SOURCE DATA:
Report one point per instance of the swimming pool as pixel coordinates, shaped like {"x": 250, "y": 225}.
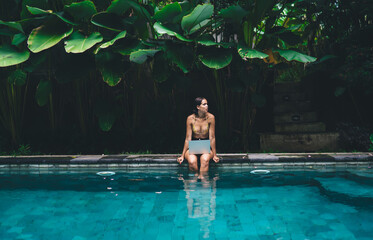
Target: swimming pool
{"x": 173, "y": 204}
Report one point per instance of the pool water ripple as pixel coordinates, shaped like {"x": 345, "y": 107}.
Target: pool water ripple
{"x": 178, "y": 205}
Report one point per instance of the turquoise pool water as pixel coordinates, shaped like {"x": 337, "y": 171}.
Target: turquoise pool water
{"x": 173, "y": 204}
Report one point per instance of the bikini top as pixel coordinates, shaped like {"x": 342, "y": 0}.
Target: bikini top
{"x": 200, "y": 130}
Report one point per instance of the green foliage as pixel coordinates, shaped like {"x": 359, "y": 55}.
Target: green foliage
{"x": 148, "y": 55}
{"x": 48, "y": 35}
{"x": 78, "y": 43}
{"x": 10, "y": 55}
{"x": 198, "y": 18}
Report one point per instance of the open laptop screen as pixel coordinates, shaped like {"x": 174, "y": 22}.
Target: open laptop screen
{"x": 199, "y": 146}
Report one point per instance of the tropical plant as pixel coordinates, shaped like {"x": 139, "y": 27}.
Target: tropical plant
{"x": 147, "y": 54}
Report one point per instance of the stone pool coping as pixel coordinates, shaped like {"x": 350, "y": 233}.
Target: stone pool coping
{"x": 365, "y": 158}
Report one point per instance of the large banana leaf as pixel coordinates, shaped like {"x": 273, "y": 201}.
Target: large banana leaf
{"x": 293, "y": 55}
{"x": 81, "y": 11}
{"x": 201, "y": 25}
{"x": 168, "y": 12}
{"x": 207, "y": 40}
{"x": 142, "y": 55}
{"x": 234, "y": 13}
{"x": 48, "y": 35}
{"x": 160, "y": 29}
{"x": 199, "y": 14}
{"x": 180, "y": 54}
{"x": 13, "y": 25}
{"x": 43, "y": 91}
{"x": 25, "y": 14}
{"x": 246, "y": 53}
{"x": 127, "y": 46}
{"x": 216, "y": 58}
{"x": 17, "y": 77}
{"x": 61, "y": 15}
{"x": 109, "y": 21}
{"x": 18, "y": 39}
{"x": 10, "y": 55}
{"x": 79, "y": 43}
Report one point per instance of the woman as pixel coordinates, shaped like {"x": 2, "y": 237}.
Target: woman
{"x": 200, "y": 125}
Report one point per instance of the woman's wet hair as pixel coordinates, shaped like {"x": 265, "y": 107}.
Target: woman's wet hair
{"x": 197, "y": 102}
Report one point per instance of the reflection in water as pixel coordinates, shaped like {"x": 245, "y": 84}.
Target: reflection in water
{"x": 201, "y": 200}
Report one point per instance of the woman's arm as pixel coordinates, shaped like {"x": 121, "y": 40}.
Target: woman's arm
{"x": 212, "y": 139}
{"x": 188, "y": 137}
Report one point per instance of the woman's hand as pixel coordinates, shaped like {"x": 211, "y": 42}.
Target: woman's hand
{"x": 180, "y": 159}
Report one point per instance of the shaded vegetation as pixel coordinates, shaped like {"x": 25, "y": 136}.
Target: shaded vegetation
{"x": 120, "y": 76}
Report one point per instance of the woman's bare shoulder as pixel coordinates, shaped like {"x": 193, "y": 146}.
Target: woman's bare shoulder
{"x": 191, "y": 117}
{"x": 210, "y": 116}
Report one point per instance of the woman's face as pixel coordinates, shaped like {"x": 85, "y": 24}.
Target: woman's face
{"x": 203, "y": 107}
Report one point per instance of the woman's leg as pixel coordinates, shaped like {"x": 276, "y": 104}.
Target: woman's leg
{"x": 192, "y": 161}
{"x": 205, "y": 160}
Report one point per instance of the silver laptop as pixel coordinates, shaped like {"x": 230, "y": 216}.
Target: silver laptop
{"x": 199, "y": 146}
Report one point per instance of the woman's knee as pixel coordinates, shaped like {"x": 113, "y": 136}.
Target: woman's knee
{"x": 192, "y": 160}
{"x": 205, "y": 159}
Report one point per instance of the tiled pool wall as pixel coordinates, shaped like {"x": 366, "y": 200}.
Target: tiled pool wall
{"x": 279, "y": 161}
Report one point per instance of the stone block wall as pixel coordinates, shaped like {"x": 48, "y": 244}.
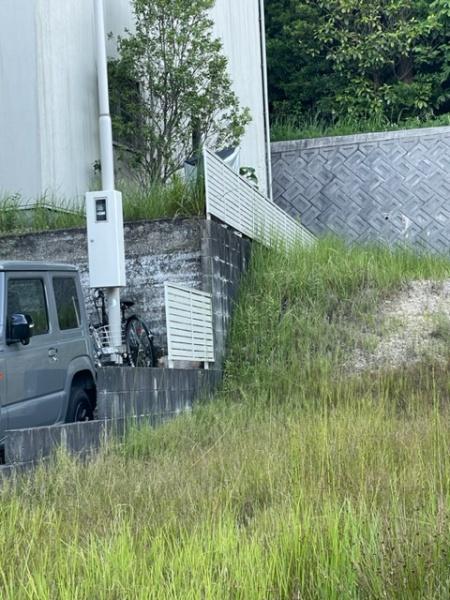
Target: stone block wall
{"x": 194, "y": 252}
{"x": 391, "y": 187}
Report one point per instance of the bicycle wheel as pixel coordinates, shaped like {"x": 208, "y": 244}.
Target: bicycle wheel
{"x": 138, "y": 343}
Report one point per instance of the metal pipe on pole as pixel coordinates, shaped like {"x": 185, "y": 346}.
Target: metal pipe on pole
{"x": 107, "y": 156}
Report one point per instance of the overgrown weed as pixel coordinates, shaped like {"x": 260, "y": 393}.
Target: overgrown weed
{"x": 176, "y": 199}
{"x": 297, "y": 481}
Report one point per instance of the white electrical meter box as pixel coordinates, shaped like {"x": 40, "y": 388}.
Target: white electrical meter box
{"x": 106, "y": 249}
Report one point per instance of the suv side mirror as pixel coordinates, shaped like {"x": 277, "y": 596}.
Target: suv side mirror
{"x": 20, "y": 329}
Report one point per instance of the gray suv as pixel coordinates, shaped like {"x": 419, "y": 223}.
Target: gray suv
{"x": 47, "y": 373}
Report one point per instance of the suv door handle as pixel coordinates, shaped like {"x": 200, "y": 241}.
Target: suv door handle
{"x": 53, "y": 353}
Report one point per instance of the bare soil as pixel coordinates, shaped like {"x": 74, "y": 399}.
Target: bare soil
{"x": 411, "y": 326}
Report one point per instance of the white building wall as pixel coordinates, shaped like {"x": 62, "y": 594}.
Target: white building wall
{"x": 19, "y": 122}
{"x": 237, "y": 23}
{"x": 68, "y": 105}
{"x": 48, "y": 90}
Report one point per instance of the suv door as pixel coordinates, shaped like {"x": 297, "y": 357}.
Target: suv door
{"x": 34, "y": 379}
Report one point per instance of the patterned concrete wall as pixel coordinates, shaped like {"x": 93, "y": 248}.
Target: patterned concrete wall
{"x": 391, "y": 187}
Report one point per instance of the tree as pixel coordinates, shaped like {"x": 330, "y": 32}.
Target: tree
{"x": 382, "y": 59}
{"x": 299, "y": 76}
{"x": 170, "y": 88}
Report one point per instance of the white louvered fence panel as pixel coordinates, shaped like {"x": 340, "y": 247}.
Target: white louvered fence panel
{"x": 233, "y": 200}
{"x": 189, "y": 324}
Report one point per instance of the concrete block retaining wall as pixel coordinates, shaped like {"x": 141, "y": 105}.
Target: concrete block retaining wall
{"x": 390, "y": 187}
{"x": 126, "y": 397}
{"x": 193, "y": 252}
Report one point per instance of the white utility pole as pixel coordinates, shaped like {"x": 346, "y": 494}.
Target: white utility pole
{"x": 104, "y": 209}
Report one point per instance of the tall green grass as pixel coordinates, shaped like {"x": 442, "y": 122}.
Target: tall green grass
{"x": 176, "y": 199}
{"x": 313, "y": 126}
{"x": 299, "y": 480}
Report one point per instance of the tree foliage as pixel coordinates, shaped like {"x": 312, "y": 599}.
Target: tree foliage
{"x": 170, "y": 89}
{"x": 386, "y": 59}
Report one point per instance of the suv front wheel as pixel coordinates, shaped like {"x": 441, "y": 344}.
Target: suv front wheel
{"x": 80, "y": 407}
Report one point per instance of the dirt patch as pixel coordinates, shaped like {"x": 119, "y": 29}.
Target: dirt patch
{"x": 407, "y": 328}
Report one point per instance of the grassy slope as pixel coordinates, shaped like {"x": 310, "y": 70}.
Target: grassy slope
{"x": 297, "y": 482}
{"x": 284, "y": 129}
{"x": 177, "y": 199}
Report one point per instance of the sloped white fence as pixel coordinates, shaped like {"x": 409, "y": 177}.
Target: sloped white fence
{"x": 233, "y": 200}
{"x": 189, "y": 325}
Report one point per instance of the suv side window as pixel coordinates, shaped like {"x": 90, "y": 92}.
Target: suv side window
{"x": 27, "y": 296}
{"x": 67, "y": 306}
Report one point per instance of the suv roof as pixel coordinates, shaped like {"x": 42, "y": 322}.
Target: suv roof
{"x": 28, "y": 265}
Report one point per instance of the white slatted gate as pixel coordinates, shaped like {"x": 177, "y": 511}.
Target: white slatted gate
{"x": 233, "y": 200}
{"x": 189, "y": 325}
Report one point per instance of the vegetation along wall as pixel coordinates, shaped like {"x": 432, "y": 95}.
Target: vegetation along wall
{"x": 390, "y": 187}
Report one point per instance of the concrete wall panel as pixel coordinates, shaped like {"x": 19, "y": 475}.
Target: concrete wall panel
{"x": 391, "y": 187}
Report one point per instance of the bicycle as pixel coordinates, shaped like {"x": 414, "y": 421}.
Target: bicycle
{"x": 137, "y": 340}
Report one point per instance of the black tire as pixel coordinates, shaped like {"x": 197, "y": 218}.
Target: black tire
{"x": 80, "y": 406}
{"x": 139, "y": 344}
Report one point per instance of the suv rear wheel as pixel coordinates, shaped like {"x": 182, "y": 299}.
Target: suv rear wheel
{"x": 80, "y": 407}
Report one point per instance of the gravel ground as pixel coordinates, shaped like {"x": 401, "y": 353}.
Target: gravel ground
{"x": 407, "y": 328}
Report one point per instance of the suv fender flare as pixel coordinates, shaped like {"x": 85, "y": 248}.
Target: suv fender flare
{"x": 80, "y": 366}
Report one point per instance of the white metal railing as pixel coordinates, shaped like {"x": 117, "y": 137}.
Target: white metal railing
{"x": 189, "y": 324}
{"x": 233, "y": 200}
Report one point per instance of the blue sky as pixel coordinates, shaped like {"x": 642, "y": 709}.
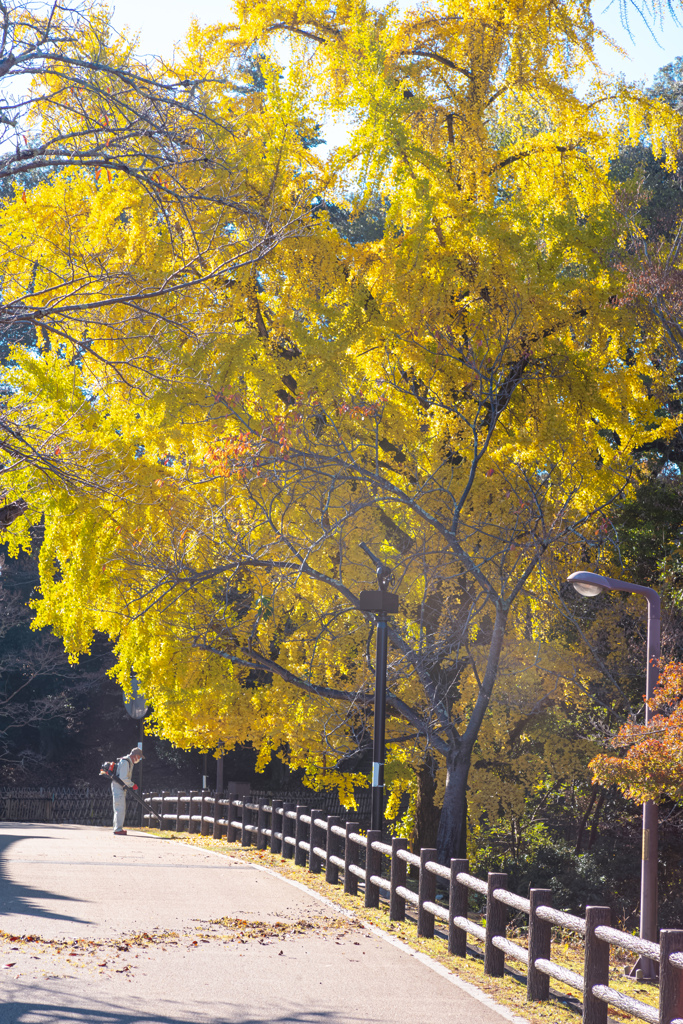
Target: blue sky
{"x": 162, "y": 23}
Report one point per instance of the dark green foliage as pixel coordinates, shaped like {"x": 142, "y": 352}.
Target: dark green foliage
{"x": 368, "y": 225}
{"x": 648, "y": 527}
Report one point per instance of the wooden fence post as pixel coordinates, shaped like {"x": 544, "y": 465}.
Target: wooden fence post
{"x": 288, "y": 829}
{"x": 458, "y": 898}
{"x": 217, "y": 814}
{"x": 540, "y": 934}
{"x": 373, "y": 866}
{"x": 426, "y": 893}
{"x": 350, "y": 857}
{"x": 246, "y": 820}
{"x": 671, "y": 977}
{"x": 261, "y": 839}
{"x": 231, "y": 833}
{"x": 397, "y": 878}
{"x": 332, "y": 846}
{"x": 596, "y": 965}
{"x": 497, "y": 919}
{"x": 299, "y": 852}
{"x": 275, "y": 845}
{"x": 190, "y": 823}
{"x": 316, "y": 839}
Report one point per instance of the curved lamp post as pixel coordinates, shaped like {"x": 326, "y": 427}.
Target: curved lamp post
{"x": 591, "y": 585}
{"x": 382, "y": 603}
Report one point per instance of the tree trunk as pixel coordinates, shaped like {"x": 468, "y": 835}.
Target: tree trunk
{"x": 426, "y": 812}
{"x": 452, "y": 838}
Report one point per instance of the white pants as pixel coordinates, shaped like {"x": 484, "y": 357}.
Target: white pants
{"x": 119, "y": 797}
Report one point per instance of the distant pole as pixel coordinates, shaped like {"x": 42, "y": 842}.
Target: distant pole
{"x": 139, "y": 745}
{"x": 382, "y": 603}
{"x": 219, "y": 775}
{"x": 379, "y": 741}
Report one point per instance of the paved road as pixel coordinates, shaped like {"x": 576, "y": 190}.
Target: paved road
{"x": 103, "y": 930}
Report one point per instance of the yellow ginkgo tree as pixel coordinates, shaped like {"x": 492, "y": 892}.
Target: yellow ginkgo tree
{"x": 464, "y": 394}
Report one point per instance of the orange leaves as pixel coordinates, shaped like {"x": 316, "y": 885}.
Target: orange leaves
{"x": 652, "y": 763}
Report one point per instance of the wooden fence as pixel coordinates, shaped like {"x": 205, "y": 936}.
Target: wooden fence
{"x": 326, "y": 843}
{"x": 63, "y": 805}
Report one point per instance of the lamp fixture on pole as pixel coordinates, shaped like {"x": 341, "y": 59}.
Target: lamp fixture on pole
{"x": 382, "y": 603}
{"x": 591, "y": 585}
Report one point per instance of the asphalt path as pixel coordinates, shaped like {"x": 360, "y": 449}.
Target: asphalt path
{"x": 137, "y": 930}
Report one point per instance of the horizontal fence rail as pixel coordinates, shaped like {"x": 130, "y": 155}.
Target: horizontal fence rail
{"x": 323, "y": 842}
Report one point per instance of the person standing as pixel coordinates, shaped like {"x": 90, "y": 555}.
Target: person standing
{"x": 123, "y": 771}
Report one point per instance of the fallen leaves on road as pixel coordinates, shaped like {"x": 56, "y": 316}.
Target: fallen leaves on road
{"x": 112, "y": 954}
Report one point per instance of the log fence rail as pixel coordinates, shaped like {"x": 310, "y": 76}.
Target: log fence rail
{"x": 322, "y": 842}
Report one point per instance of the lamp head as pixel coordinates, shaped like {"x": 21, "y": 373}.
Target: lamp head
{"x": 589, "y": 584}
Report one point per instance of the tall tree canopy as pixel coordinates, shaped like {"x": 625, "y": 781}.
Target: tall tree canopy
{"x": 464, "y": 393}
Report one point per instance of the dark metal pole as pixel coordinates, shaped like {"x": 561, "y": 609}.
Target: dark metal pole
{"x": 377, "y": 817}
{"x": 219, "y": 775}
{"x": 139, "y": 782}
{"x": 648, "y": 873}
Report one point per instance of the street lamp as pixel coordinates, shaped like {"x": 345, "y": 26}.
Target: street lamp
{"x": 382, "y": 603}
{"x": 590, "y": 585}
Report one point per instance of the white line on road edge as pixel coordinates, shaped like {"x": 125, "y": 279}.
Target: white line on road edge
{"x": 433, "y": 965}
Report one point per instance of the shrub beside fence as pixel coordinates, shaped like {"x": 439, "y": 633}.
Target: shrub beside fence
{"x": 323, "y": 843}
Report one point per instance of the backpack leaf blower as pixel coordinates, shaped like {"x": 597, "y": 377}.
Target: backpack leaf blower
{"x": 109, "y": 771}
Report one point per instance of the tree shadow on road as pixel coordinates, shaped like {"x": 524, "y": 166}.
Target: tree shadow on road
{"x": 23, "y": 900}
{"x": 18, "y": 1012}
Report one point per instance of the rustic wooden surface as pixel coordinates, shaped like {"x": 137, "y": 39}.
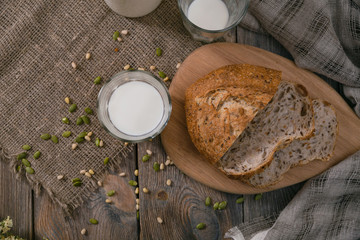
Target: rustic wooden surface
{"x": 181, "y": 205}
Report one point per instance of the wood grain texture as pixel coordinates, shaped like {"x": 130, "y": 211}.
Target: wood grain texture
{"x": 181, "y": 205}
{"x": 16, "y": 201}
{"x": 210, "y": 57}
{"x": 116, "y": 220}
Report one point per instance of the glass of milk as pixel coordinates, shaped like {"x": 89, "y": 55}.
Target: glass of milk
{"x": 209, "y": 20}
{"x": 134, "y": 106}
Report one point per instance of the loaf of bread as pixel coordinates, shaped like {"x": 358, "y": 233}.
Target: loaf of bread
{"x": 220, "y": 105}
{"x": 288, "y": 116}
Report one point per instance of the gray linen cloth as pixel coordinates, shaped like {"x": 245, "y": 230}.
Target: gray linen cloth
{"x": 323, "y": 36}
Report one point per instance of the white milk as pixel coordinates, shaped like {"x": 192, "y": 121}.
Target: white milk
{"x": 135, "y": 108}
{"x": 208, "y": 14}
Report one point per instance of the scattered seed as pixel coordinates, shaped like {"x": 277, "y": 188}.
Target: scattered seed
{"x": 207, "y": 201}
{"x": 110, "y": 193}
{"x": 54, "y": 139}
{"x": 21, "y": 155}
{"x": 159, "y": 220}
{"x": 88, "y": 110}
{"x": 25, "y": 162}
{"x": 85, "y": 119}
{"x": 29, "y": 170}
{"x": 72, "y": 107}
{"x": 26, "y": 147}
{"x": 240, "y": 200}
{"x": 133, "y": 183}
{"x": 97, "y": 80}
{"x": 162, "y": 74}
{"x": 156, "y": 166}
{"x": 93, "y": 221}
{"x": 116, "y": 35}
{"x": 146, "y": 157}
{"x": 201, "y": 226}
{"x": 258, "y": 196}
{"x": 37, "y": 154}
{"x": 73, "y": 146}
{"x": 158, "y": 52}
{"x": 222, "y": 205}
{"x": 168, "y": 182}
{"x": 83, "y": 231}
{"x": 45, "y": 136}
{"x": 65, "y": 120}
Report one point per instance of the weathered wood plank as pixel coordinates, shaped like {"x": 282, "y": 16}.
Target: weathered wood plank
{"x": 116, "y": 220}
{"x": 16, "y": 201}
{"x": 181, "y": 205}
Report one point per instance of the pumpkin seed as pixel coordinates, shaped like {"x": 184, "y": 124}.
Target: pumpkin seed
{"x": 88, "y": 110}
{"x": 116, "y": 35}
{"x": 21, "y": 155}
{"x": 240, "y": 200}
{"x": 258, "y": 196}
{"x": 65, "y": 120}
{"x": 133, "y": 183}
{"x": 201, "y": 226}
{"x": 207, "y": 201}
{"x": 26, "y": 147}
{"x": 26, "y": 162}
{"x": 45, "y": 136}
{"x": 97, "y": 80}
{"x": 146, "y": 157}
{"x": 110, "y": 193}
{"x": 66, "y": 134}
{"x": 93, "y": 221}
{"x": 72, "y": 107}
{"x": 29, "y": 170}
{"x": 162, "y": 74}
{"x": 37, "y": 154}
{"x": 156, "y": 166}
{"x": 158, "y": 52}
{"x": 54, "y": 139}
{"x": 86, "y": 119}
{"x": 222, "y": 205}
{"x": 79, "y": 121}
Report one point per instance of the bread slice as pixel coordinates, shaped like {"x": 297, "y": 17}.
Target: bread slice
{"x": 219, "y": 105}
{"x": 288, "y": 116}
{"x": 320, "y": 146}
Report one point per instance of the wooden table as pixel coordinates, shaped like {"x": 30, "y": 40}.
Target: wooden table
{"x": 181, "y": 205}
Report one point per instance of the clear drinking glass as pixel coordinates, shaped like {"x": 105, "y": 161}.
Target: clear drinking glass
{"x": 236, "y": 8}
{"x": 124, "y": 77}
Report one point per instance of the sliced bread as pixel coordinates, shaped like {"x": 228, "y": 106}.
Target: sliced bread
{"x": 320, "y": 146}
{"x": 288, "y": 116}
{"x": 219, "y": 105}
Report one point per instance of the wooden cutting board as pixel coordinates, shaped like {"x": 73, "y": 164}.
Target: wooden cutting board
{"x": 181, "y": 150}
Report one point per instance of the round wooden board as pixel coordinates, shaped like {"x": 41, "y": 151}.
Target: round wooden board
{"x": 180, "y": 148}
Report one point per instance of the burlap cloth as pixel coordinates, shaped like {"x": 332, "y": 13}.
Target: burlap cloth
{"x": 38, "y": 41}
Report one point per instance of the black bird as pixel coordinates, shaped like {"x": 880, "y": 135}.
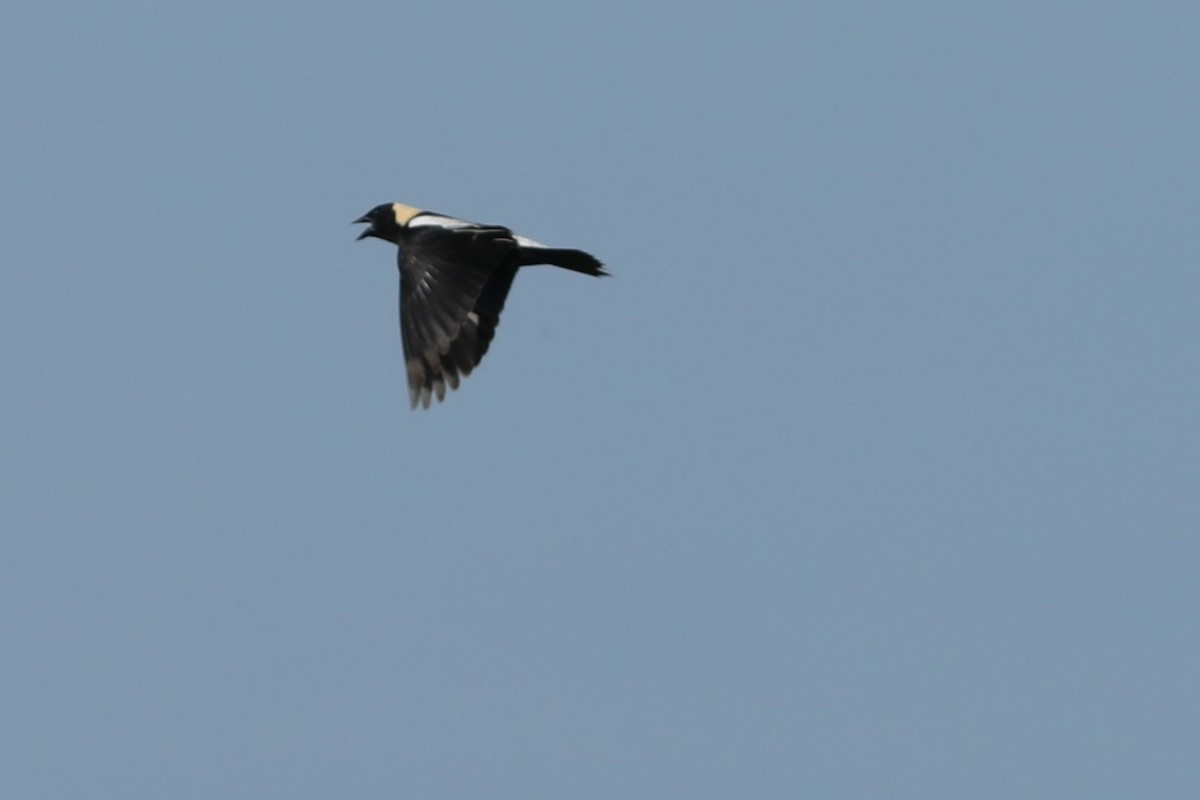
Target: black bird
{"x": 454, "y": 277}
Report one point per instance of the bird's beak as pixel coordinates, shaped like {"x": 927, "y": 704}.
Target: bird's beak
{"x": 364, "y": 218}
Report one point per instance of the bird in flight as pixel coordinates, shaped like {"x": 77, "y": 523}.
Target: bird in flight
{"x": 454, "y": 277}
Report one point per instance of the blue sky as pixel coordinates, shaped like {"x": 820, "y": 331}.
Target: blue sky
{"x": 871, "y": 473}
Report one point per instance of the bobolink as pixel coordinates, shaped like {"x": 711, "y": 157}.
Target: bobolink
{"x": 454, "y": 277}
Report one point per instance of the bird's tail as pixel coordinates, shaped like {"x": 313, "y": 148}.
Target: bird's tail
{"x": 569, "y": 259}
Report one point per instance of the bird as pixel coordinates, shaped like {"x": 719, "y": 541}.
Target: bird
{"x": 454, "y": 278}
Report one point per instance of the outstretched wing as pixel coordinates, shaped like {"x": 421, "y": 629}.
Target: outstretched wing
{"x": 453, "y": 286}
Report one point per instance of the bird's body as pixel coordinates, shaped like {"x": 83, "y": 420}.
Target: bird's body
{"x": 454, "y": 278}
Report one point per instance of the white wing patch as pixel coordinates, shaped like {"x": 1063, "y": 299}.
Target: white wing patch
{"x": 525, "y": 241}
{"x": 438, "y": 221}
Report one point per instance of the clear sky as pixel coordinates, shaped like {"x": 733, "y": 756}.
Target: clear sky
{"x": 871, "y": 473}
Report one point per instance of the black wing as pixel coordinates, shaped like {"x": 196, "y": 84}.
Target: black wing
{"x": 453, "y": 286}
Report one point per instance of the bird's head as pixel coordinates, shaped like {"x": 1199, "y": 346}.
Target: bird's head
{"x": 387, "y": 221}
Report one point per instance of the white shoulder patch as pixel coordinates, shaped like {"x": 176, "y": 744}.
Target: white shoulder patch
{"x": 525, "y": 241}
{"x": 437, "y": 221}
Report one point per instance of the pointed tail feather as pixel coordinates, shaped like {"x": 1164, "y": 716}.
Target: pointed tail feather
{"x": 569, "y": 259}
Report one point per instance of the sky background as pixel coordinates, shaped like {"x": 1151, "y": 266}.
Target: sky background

TASK DIRECTIONS: Quote, without any change, each line from the one that contains "Report one point per instance of the black wing" through the end of the material.

SOLUTION:
Report one point per instance of the black wing as pixel coordinates, shaped like {"x": 196, "y": 84}.
Target: black wing
{"x": 453, "y": 286}
Report one point per instance of the bird's head as pixel coordinates, shaped like {"x": 1199, "y": 346}.
Target: bird's head
{"x": 387, "y": 221}
Report one point per instance of the white shoulder patch as pixel coordinates, shaped like {"x": 176, "y": 744}.
Target: white shoulder patch
{"x": 525, "y": 241}
{"x": 437, "y": 221}
Report one point per instance of the pointed tail feather as pixel coordinates, shaped like {"x": 1164, "y": 716}.
Target: pointed tail feather
{"x": 569, "y": 259}
Report one point per instance of the sky background as pixel coordinates, shaped like {"x": 1151, "y": 266}.
Target: sky background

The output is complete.